▶ Short task 1
Answer these from the judgment excerpt on enforcing trade dispute awards:
(a) Under which Act does the Defendant say a further trade dispute should be taken to the Arbitration Tribunal?
(b) Which section of the Arbitration Act Cap 38 does the Defendant rely on?
(c) What right does Section 33(2) of the Constitution give workers and employers?
▶ Short task 2
Pick up the judgment excerpt on enforcing trade dispute awards right after its last sentence, and keep writing it.

▶ Passage shown
## START

The Defendant contends that any compliance or non-compliance of the Award or Decision of the Trade Disputes Committee constitutes a further trade dispute and should be taken to the Arbitration Tribunal after following the Disputes Procedure set out in the Trade Disputes Act Cap. 97. That Act makes no provision for matters to be brought to the High Court. It is submitted that the only way Awards or Decisions of a Disputes Committee can come to the High Court is by way of Judicial Review and then only with a view to setting aside the Award or Decision on the established grounds on which Judicial Review will be granted. It is submitted that there is no procedure for an Award or Decision of a Trade Disputes Committee to be enforced by way of Originating Summons.
Order 5 Rule 3 of the High Court Rules reads as follows:
"Proceedings by which an application is to be made to the High Court or a judge thereof under any Act must be begun by originating summons except where by these Rules or by or under any Act the application in question is expressly required or authorised to be made by some other means."
Thus it is submitted this application is misconceived and not properly before this Court which is invited to refer the dispute back to follow the disputes procedure.
It is further submitted that under the Arbitration Act Cap 38 arbitrations under that Act may be referred to the High Court for enforcement with leave (my emphasis). Reliance is placed on Section 13(1) which reads:
"An award on a submission may by leave of the court be enforced in the same manner as a judgment or order to the same effect."
It is submitted that this procedure is available strictly for Arbitration Awards made under the Arbitration Act and not to Awards made under the Trade Disputes Act. It therefore follows according to the Defendant that if Parliament had intended enforcement of Awards under the Trade Disputes Act to be made by the High Court then a similar provision would have been inserted in that Act. It is true as counsel submits, that as far as I know there are no cases in which such an application has been made before. On its face this is an attractive submission and appears in the absence of any other authority to give some weight to the opening sentence of the Defendant's submission that this is a nebulous case.
But appearances can be deceptive. In my judgment the submission ignores the effect of Sections 33(2) and (3) and 41(1) of the Constitution and three decisions, that of the High Court of Australia in Minister of State for Immigration & Ethnic Affairs v. Ah Hin Teoh [1995] HCA 20; (1995) 183 CLR 273; Surya Prakash v. Shirley Reshmi Narayan Civil Appeal HBA0001J.99L Unrep. High Court Lautoka; Epeli Seniloli & Another v. Semi Voliti Civil Appeal HBA0033.99S.
Section 33(2) of the Constitution gives workers and employers the right to organise and bargain collectively.
Sub-section (3) then provides that everyone has the right to fair labour practices.

## END

▶ Given data

## START

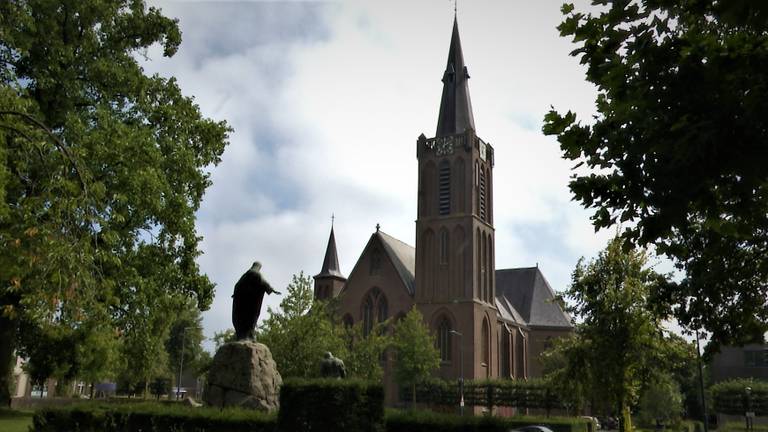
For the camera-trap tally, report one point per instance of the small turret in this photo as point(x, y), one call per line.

## END

▶ Expected answer 1
(a) The Trade Disputes Act Cap. 97.
(b) Section 13(1).
(c) The right to organise and bargain collectively.

▶ Expected answer 2
In my judgment that right must be deemed to include the right to enforce Awards of the Arbitration Tribunal which is the statutory body created to determine trade disputes between unions and employers and, in so doing, to pronounce on what the tribunal considers to be fair labour practices.
Section 33 is part of Chapter 4 of the Constitution which contains a Bill of Rights. So too are Sections 41 and 43 to which I shall refer in a moment. Whilst the United Kingdom does not have any written Constitution and whilst, for example, Australia does, there is as yet no Bill of Rights in the Australian Constitution although at times there have been proposals to incorporate such a Bill in the Constitution. Bearing in mind the fact that an amendment to the Australian Constitution can only be made by Referendum the history of the country shows that unless a proposed amendment is supported by all political parties, it is foredoomed to failure. In the United Kingdom which has no written Constitution and where the rights of the individual are stated either by statute or by the common law it is interesting to note that the late Lord Hailsham nearly 20 years ago expressed the view that in England the time was ripe to enact a Bill of Rights so that there could be no doubts as to the rights of individuals vis-a-vis the State and each other. England still has no Bill of Rights although in 1998 the Human Rights Act was passed which in many respects is similar to the Bill of Rights in the Constitutions of the United States of America and Canada. However the English Act is, as its Long Title states, designed "to give further effect to rights and freedoms guaranteed under the European Convention on Human Rights".
For this reason and because unlike Fiji, the United States and Canada where a Bill of Rights is incorporated in the Constitution, the English legislation, although eminently worthwhile, must lack the authority of a written Constitution which is the supreme law of the land. All that said, the important fact now is that with the recognition of the United Kingdom of the need to set out clearly the rights of individuals towards the State and each other and a similar recognition by the European community of the need for this, it is clear that courts in democracies will henceforth be obliged to recognise their duty to guard against any attempt to dilute the rights of the individual and deprive him of those rights should a narrow interpretation of legislation lead to that result. For that reason in my view to describe the Plaintiff's case here as nebulous is wrong.
Section 41(1) of the Constitution states that if any person considers that any of the provisions of the Bill of Rights have been contravened in relation to him or her then that person may apply to the High Court for redress.
By Sub-section (2) that right is without prejudice to any other action with respect to the matter that the person concerned may have.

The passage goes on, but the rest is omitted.